Michael S. Brown, MD, director of the Jonsson Center for Molecular Genetics and the Regental Professor at the University of Texas (UT) Southwestern Medical School, will address graduates and their guests at Feinberg’s 165th commencement ceremony on Monday, May 13.
Brown, along with his long-time colleague, Joseph Goldstein, MD, Chairman of the Department of Molecular Genetics at UT Southwestern Medical Center, discovered the low-density lipoprotein (LDL) receptor, which controls cholesterol in blood and in cells, and showed that mutations in this receptor cause Familial Hypercholesterolemia, a disorder that leads to premature heart attack.
Their work laid the groundwork for the development of statins that block cholesterol synthesis, increase LDL receptors, lower blood cholesterol and prevent heart attacks. Their discoveries earned them the Nobel Prize for Medicine or Physiology in 1985 and the U.S. National Medal of Science in 1988, among many other awards.
Brown earned his MD from the University of Pennsylvania School of Medicine in 1966 and completed an internship and internal medicine residency at Massachusetts General Hospital in 1968. He then became a Clinical Associate at the National Institutes of Health and in 1969, he joined the laboratory of Earl Stadtman at the National Institutes of Health as a postdoctoral fellow. In 1976, Brown was named the Paul J Thomas Professor of Medicine and Director of the Center for Genetic Diseases at UT Southwestern Medical School.

Raw data:

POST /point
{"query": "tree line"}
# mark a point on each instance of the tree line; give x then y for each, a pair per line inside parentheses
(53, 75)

Instructions to follow: Continue the text about Michael S. Brown from the point where it ends. None of the lines is needed for the work here.

Answer for this exercise:
Brown and Goldstein have shared a laboratory for more than 50 years. The two scientists worked with scientists at Merck to develop the first statin drugs, which cause the liver to produce more LDL receptors, thereby removing more LDL from blood and lowering LDL levels. In 1987, Merck received FDA approval for the first statin drug, which was shown to effectively treat high blood cholesterol, reduce heart attacks and extended survival in adults with coronary heart disease. Today, statins are taken by more than 20 million Americans.
Brown is a member of the U.S. National Academy of Sciences, the National Academy of Medicine, the American Philosophical Society, and the American Academy of Arts and Sciences, and he is a Foreign Member of the Royal Society in London. Brown served for 16 years on the Board of Directors of Pfizer and is currently director of Regeneron Pharmaceuticals, where he chairs the Technology Committee.